DOCUMENT EXCERPT:
□ □ □ □ □

= Mark Nesbitt =

Mark Nesbitt (born 3 June 1961) is a British ethnobotanist and curator. Since 1999, he has worked at the Royal Botanic Gardens, Kew, where he serves as Senior Research Leader for Interdisciplinary Research and Curator of the Economic Botany Collection.

== Education and early career ==
Nesbitt studied Agricultural Botany at the University of Reading before completing an MSc in bioarchaeology (archaeobotany option) at the UCL Institute of Archaeology in 1984. He went on to work at the British Institute at Ankara in Turkey, conducting archaeobotanical analysis for various archaeological excavations. His field research highlighted the need to improved identification techniques for wild grass grains (caryopses). Between 1994 and 1997, he undertook a NERC funded PhD at the Institute of Archaeology, UCL on ‘Archaeobotanical identification of Near Eastern grass seeds’, supervised by Gordon Hillman.

== Career and research ==
Nesbitt's research has widely published on plant-people interactions past and present, in particular: histories of grains, medicines and plant fibres such as barkcloth, textiles and basketry. He specialises in the repurposing of historic botanical collections to address contemporary global issues.

He holds honorary posts as a visiting professor at Royal Holloway, University of London (since 2017) where he collaborates on projects with Professor Felix Driver, and Honorary Associate Professor at the UCL Institute of Archaeology (since 2010). He is the current president of the British Society for the History of Pharmacy and a former president of the Society for Economic Botany (2019).

□ □ □ □ □

RECORDS SHOWN:
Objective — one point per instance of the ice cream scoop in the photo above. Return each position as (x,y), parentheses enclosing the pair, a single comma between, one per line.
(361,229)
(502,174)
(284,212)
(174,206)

□ □ □ □ □

ACTIONS TO TAKE:
[A] According to the Mark Nesbitt article above, in what year did Nesbitt complete his MSc in bioarchaeology at the UCL Institute of Archaeology?
[B] Copy the passage of the Mark Nesbitt article word for word, from "He holds honorary" up to and including "Economic Botany (2019).".

EXERCISE RESULTS:
[A] 1984

[B]
He holds honorary posts as a visiting professor at Royal Holloway, University of London (since 2017) where he collaborates on projects with Professor Felix Driver, and Honorary Associate Professor at the UCL Institute of Archaeology (since 2010). He is the current president of the British Society for the History of Pharmacy and a former president of the Society for Economic Botany (2019).